Point annotation data:
+++

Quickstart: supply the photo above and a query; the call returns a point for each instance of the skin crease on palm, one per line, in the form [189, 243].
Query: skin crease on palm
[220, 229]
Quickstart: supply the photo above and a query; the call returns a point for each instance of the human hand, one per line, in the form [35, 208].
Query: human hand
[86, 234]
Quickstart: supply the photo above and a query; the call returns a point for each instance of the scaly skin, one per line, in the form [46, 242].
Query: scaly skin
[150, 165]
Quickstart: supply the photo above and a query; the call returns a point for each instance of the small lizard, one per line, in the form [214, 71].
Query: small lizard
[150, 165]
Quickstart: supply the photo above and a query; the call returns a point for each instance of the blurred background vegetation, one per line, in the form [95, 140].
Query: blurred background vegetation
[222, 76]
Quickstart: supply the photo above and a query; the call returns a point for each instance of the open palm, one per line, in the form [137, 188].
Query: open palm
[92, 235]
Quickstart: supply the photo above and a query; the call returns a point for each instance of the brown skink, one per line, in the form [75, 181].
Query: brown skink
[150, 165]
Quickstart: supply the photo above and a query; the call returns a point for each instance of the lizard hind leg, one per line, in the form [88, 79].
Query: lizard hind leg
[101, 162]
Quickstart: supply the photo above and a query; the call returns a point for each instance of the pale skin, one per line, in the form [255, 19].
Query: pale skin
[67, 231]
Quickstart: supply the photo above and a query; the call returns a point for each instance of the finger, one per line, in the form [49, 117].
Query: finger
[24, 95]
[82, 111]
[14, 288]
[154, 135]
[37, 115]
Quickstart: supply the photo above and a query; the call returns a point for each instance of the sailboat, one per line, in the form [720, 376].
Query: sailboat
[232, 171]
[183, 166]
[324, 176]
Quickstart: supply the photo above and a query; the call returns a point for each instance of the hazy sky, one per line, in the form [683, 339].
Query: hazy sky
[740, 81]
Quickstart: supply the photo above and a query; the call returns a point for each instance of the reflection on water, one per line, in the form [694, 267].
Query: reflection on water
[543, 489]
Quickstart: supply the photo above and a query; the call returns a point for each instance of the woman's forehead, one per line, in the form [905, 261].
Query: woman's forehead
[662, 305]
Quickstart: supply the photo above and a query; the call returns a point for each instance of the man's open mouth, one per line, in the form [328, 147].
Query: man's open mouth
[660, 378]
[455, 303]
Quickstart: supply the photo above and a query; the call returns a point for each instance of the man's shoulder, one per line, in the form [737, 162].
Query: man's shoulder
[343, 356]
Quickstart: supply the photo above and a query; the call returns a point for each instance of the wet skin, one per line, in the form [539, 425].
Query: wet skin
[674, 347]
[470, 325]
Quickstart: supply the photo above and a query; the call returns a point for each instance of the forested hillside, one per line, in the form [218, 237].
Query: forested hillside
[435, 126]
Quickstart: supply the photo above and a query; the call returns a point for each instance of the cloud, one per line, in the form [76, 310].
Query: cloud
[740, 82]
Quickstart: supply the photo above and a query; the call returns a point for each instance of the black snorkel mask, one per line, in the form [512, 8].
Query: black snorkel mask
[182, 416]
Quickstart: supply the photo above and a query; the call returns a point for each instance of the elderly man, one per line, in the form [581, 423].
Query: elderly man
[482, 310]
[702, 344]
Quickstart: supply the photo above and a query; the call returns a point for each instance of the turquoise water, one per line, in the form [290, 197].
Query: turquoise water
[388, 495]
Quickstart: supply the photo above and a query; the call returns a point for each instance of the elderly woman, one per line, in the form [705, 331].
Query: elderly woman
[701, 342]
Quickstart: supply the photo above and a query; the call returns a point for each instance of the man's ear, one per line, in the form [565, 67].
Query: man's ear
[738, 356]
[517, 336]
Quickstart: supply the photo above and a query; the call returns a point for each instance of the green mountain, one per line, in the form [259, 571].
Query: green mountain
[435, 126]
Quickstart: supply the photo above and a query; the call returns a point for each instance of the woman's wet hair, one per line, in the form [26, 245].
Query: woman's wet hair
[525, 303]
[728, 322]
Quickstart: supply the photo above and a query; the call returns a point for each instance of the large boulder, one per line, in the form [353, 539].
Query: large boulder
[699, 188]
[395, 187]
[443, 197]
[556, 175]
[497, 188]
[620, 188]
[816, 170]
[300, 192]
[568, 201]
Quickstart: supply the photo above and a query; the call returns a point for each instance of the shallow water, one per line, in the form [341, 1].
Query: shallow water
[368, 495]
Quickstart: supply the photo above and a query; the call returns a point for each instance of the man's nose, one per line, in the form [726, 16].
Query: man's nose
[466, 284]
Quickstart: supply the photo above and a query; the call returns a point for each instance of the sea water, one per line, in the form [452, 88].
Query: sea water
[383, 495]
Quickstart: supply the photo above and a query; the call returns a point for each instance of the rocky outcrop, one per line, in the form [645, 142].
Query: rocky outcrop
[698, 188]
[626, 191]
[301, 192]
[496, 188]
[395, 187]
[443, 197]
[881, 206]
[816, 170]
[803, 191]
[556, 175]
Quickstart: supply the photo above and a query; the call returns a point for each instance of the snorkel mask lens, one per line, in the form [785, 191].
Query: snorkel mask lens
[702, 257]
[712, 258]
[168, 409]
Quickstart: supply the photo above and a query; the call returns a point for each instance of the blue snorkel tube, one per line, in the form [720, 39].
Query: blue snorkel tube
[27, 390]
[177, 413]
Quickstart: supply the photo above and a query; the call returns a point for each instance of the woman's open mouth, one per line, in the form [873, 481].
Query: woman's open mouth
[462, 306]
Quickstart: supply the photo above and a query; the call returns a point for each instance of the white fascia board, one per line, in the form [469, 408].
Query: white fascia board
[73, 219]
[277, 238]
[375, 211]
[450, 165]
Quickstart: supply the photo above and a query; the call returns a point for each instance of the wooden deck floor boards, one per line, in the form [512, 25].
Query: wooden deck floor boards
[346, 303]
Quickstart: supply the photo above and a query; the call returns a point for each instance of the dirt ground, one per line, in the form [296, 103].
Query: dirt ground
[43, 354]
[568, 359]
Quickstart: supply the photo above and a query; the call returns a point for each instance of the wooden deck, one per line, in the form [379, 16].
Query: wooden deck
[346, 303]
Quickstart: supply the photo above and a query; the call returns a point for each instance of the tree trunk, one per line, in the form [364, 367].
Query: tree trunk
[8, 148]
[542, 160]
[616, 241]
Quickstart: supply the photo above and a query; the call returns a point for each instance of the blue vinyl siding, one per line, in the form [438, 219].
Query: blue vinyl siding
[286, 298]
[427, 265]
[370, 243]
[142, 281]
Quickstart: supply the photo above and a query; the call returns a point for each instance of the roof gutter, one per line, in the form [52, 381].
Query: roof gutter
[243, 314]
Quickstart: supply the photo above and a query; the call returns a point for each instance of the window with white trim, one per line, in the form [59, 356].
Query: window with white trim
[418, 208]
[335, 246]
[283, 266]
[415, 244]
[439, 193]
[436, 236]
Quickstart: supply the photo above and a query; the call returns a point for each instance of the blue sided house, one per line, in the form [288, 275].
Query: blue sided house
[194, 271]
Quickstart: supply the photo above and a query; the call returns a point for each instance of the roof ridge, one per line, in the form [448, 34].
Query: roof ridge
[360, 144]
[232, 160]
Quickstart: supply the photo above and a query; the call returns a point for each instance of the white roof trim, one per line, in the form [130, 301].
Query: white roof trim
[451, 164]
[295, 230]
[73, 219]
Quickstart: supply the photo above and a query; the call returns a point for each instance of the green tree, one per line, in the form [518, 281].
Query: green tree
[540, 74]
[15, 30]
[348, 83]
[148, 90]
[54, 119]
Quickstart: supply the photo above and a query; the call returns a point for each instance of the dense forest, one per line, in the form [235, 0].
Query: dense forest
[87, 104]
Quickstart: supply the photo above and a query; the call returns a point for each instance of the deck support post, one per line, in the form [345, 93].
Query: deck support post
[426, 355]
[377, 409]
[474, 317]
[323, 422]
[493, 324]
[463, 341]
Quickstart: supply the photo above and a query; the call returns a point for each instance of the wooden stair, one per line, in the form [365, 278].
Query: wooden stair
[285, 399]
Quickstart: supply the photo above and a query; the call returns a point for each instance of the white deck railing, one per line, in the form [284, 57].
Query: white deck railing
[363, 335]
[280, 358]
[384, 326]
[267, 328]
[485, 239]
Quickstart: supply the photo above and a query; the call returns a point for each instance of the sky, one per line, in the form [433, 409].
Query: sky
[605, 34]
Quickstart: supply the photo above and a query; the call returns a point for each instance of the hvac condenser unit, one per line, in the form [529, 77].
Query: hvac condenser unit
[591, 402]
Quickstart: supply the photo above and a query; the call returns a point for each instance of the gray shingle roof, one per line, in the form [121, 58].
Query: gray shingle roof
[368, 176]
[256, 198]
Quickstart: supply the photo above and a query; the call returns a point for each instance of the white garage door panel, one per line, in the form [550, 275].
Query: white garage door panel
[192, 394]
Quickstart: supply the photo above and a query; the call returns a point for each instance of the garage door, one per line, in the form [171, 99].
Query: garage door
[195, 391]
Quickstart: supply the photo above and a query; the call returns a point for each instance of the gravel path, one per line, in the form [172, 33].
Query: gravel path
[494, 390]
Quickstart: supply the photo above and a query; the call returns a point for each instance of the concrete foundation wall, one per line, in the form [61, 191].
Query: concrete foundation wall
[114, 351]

+++

Recast everything from the line containing "form [61, 191]." down to the end of the items as a JSON list of strings, one string per line, leaving out blank lines.

Exercise output:
[
  "Quickstart: supply the photo above and a query; the call returns a point for each instance of the concrete foundation wall, one per line, in the form [61, 191].",
  "Query: concrete foundation wall",
  "[114, 351]"
]